• **Short task**
Reproduce the full listing that appears beneath this instruction exactly.

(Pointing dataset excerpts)
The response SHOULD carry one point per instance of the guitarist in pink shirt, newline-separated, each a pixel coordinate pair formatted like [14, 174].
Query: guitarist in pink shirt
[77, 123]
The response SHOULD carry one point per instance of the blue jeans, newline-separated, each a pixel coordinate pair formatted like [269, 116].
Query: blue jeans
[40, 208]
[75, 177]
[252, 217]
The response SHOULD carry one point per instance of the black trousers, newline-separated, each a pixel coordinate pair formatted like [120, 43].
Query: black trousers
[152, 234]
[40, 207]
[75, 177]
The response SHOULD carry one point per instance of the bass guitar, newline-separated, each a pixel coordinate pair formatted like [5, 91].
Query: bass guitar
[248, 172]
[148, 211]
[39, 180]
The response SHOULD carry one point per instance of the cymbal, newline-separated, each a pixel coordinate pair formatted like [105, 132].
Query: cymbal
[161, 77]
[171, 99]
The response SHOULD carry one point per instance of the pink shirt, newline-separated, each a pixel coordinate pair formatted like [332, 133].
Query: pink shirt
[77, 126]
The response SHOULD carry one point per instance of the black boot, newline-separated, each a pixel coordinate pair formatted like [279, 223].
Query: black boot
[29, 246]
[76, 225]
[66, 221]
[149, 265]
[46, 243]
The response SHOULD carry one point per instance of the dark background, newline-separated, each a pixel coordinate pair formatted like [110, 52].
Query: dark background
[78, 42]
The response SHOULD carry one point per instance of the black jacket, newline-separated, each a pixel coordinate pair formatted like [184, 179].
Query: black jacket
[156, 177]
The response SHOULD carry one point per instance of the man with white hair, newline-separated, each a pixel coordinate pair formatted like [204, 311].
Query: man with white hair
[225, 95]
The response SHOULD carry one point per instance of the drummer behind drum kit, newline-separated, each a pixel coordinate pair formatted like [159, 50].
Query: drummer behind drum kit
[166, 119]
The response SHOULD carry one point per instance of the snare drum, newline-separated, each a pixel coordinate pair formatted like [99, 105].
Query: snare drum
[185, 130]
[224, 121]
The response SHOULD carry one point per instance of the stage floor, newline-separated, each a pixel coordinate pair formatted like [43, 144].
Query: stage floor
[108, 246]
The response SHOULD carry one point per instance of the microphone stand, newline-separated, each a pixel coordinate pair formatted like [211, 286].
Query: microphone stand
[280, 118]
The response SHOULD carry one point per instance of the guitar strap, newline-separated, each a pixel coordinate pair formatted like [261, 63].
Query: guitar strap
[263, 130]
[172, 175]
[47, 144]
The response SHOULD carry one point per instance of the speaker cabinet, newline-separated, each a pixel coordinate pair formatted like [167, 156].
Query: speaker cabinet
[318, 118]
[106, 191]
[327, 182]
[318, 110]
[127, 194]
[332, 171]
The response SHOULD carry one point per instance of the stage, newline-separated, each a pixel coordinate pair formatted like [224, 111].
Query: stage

• **Result below**
The response SHOULD carry one point per instance of the guitarist in pink shirt, newline-separated, each a pixel coordinate pair formatted like [14, 174].
Query: guitarist in pink shirt
[77, 123]
The response SHOULD carry one point per instance of the blue jeans, newline-separated, each a pixel coordinate pair formatted like [269, 116].
Query: blue jeans
[40, 208]
[75, 177]
[252, 217]
The response SHOULD carry one point per instance of the black trousers, newline-separated, each a pixel coordinate pair formatted like [120, 43].
Query: black trousers
[152, 234]
[40, 207]
[75, 177]
The response SHOULD carry one point per instance of the bass guitar, newline-separated, each a pixel coordinate pair formatted like [5, 91].
Query: bass guitar
[248, 172]
[148, 211]
[39, 180]
The response SHOULD carry one point per instance of the cymbal, newline-separated, each a pixel coordinate pair formatted like [105, 132].
Query: cymbal
[161, 77]
[171, 99]
The response SHOULD carry one point per instance of the pink shirt, newline-separated, each a pixel coordinate pair formatted like [332, 133].
Query: pink shirt
[77, 126]
The response SHOULD carry one point per instance of the black boot, newline-separated, each a pixel coordinate pair formatted like [279, 223].
Query: black boot
[29, 246]
[76, 225]
[66, 221]
[149, 265]
[46, 243]
The response SHOULD carry one point per instance of the dark background, newline-separated, each a pixel coordinate pair formatted like [110, 52].
Query: dark background
[78, 42]
The response SHOULD carry one point per instance of the black jacket, newline-separated, each a pixel coordinate pair formatted like [184, 179].
Query: black jacket
[156, 177]
The response SHOULD carry one point per instance of the man with white hair, newline-separated, each a pixel coordinate pair formatted like [204, 311].
Query: man with white hair
[225, 95]
The response SHOULD carry one point per instance of the drummer behind drum kit, newline-separated, each a pixel coordinate pair formatted like [159, 50].
Query: drummer behind drum kit
[166, 119]
The response SHOULD carry one point per instance of the snare drum, newline-separated, each a pixel coordinate pair formatted like [99, 105].
Query: snare drum
[185, 130]
[224, 121]
The response SHOULD carry one point per instance of the stage floor, newline-separated, each a pixel coordinate pair formatted like [43, 144].
Query: stage floor
[108, 246]
The response SHOULD carry one point per instance of the microphone stand, newline-separated, each a pixel coordinate pair formatted like [211, 286].
Query: microphone stand
[280, 118]
The response SHOULD carry one point per instance of the guitar strap, newline-separated, each a pixel coordinate pair formatted like [261, 63].
Query: guitar strap
[263, 130]
[172, 175]
[47, 144]
The response SHOULD carry one point per instance of the speaker cabinet, newline-separated, each a pixel coordinate pair formatted like [167, 156].
Query: speaker cabinet
[318, 118]
[106, 191]
[327, 182]
[318, 110]
[127, 194]
[332, 171]
The response SHOULD carry one point per instance of the stage, newline-separated, each a pixel coordinate pair formatted like [224, 111].
Query: stage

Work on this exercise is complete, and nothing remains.